→ **Task objective**
Below are the records. List every line holding the word "panel".

→ **Available data**
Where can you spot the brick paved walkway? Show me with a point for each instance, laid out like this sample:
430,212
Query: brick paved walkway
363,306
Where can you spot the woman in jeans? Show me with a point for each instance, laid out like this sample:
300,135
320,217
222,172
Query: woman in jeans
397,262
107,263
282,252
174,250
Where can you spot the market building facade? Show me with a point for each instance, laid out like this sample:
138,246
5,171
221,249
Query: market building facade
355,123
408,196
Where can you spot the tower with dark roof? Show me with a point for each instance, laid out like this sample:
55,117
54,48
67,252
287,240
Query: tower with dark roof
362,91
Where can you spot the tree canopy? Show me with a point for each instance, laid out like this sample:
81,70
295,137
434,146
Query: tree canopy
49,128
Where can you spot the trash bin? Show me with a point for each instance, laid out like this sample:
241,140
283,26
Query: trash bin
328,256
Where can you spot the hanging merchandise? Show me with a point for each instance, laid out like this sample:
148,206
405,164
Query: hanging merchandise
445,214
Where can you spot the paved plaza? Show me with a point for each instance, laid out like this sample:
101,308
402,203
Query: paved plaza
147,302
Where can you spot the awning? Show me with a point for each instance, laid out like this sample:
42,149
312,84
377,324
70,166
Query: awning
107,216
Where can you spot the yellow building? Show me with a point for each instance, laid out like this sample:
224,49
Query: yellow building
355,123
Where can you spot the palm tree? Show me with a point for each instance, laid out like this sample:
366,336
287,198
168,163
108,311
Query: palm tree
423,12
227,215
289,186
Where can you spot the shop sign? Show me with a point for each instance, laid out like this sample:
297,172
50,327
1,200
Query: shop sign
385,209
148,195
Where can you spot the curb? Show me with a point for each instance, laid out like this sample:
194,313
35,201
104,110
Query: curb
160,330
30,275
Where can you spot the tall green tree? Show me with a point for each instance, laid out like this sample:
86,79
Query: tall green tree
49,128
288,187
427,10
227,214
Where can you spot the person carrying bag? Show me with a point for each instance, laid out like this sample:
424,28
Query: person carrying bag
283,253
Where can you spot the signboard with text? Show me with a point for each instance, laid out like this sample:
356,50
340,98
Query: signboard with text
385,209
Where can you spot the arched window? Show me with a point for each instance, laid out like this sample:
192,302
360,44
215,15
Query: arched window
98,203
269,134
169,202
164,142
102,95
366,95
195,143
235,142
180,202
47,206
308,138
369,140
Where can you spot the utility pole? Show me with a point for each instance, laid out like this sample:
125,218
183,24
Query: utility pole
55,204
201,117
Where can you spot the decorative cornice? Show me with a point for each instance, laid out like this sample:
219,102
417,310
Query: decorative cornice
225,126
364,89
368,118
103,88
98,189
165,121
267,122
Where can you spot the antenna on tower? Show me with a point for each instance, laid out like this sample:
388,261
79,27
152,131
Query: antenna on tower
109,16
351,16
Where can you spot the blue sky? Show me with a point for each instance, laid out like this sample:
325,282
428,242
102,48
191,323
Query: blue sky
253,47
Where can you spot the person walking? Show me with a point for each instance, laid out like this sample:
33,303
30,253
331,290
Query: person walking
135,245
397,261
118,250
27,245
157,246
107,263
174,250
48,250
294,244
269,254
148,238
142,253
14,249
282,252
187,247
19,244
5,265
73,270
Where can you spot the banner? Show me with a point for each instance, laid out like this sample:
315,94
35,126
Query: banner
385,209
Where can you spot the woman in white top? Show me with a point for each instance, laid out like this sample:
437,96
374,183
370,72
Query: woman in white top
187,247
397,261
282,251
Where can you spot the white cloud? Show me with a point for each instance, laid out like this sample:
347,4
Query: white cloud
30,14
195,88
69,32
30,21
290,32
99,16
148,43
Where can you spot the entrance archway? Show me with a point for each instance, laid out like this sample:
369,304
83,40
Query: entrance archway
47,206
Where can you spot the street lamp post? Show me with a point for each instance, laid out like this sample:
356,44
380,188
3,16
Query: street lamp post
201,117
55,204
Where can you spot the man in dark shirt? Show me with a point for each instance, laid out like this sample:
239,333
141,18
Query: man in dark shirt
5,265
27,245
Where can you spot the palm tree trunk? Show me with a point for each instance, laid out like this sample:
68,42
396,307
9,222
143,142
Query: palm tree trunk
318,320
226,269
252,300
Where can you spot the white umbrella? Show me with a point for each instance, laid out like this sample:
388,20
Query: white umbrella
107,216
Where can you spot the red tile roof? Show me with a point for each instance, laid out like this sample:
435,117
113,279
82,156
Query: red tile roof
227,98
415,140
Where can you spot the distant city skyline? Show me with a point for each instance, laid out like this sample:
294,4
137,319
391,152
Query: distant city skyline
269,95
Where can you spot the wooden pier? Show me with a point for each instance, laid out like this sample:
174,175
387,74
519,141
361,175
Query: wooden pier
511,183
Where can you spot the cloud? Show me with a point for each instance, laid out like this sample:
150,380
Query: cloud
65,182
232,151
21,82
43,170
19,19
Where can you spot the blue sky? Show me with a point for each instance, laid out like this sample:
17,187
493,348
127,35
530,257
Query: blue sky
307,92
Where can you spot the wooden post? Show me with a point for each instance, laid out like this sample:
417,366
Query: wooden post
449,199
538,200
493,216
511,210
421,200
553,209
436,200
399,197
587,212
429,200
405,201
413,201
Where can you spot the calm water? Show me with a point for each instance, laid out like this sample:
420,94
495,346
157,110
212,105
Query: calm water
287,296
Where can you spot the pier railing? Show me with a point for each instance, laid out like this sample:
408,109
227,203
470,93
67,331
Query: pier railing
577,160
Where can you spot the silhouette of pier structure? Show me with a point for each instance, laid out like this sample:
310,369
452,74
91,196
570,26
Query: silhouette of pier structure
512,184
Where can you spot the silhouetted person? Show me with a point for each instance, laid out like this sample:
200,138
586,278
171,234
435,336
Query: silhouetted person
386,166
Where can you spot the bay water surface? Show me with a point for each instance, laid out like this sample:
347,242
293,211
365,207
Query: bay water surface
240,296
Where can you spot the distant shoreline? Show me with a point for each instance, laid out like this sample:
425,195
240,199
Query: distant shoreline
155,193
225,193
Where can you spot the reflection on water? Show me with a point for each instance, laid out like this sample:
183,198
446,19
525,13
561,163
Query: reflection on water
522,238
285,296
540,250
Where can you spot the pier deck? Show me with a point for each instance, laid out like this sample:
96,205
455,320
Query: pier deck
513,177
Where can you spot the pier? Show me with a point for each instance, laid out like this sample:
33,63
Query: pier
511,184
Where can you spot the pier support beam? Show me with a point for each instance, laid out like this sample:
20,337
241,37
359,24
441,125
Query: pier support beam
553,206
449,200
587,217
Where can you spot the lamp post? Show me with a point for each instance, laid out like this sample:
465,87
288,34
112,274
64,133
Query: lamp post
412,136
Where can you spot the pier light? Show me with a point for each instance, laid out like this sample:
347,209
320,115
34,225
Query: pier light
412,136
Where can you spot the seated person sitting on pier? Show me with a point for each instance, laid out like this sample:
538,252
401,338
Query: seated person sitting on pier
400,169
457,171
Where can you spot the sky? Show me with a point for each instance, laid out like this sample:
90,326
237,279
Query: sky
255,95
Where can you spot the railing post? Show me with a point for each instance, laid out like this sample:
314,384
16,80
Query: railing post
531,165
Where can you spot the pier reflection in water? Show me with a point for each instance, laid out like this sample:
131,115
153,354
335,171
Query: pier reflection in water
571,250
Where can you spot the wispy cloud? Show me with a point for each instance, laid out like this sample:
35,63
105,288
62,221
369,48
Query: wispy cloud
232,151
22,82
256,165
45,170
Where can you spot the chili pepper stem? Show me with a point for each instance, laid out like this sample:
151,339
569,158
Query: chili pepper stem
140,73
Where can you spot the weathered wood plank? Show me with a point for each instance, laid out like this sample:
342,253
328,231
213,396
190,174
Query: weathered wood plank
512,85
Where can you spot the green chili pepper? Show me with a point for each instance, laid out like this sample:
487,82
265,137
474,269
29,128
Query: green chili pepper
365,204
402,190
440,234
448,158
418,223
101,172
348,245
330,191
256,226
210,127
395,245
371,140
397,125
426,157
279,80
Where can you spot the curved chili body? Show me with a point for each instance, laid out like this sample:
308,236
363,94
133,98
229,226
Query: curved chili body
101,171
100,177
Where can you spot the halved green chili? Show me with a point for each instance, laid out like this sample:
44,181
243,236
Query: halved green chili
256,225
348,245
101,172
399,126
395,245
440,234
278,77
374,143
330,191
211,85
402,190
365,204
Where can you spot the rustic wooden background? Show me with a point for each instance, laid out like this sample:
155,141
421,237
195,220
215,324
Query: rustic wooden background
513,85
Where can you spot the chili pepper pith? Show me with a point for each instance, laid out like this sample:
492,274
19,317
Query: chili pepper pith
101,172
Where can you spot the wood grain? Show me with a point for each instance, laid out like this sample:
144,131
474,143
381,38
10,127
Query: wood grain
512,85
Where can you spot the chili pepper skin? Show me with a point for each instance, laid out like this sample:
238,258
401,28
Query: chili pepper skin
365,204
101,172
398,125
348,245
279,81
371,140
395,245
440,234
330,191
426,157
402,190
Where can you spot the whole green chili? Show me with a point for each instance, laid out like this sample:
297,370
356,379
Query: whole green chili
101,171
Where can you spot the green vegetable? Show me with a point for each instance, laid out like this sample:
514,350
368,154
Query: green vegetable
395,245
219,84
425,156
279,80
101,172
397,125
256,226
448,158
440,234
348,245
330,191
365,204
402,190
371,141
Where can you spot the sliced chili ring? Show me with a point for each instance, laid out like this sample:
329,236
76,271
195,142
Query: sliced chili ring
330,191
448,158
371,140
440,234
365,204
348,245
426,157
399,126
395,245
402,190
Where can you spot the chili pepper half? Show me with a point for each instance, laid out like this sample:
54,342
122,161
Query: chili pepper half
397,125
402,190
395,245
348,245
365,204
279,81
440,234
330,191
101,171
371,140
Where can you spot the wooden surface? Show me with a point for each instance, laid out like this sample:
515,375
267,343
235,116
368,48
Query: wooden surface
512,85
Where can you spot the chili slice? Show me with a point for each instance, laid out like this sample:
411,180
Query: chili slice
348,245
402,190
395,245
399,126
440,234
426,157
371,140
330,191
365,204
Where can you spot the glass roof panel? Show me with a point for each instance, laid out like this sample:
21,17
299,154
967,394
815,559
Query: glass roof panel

→ **Exercise output**
Where can you spot the glass roof panel? Show me with a point for each instance, laid out like this sample:
Query: glass roof panel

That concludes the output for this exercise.